**Aim**: Pull out every line of the material below that contains the word "wire". Uppercase and lowercase must match.
Start of Material supplied
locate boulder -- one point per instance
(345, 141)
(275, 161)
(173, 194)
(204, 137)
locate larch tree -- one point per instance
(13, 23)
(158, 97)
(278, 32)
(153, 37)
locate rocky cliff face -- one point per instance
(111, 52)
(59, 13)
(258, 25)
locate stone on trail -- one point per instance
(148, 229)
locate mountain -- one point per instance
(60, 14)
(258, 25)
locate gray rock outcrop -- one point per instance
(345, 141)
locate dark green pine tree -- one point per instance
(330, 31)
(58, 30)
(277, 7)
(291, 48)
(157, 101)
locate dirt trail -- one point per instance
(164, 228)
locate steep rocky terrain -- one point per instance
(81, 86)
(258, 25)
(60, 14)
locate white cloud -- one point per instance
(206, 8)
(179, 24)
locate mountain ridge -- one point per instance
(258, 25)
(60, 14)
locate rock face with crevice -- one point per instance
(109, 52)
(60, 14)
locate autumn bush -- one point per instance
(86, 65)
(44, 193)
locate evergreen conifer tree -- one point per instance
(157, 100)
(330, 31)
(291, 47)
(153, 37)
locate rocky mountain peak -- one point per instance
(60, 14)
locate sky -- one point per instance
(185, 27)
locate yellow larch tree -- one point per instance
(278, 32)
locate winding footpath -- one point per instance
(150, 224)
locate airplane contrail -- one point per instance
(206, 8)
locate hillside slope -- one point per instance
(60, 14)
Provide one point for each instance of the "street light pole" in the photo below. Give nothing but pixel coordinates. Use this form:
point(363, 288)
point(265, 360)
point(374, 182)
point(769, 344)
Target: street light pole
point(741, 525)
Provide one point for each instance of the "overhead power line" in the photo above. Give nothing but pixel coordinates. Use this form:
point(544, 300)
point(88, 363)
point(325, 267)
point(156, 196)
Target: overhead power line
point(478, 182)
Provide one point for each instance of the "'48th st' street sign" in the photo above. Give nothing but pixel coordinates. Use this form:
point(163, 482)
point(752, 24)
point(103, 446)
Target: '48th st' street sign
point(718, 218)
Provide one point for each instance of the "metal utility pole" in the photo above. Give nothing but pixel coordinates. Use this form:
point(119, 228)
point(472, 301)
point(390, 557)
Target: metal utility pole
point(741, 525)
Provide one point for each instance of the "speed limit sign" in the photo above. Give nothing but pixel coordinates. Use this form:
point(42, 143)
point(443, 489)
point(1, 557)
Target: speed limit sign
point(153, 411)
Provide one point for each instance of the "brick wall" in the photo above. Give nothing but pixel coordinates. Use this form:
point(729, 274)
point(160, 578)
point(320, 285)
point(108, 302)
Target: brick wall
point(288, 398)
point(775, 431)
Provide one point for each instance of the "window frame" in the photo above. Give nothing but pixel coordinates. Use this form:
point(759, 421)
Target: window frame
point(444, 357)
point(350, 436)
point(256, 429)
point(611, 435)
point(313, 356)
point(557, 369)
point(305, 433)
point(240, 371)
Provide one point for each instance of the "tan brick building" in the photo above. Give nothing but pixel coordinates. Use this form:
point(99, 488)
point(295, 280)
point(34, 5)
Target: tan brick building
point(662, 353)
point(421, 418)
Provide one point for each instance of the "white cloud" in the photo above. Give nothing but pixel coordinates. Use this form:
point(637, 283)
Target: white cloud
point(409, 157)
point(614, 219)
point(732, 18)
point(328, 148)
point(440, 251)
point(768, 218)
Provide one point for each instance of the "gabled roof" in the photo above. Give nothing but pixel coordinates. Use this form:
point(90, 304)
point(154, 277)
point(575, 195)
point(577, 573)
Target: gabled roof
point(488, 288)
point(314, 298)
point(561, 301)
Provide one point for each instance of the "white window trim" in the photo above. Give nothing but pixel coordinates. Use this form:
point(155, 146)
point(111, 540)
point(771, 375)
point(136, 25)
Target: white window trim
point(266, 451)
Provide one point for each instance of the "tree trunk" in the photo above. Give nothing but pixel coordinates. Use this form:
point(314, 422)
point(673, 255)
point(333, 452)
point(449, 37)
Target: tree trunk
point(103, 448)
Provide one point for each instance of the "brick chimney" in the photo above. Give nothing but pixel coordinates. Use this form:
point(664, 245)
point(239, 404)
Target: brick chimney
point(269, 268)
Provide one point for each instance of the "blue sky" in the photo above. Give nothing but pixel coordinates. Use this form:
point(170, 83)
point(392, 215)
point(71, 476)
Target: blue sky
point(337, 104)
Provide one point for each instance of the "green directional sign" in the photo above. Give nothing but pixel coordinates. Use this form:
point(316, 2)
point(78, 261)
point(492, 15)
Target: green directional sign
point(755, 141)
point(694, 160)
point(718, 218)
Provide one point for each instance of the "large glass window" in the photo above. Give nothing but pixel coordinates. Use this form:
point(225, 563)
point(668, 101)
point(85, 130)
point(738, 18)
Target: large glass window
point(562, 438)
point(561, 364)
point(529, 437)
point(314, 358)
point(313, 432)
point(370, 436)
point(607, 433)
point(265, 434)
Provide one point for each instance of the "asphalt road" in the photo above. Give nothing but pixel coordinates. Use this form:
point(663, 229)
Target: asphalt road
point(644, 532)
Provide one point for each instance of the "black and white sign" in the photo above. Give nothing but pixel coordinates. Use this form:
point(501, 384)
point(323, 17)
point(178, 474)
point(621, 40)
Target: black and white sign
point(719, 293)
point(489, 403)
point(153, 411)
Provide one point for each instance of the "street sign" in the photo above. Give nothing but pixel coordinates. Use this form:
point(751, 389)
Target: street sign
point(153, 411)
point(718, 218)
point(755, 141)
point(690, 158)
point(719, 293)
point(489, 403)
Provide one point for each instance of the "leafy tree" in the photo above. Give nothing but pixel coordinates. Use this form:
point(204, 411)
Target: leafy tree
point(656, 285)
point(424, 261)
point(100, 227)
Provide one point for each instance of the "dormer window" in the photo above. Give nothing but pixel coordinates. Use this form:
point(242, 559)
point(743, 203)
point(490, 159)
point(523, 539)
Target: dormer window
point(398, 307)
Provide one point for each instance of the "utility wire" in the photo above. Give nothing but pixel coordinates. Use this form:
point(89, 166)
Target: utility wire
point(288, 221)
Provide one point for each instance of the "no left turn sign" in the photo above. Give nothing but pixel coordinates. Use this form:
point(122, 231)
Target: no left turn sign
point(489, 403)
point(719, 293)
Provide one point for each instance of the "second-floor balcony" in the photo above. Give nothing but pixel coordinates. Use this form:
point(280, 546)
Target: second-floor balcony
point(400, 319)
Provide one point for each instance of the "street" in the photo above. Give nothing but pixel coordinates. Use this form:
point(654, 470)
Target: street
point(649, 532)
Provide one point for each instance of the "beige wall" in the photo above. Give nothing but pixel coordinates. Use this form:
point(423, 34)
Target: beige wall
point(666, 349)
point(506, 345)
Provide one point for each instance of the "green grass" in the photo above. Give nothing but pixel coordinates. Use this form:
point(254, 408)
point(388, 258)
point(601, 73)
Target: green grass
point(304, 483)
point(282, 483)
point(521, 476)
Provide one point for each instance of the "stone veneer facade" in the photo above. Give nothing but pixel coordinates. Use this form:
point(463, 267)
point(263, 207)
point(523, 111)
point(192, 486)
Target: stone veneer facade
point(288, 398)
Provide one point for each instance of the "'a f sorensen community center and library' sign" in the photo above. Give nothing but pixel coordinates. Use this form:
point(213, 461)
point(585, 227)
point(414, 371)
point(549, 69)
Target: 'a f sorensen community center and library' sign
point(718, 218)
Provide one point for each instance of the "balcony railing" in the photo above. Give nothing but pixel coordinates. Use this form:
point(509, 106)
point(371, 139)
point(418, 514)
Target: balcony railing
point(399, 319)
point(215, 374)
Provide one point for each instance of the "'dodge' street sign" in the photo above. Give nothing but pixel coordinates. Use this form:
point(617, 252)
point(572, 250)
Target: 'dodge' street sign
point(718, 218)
End of Material supplied
**Exercise answer**:
Provide one point for each instance of the "utility wire" in the photo above. Give nothing but pixel coordinates. Use this form:
Target: utility wire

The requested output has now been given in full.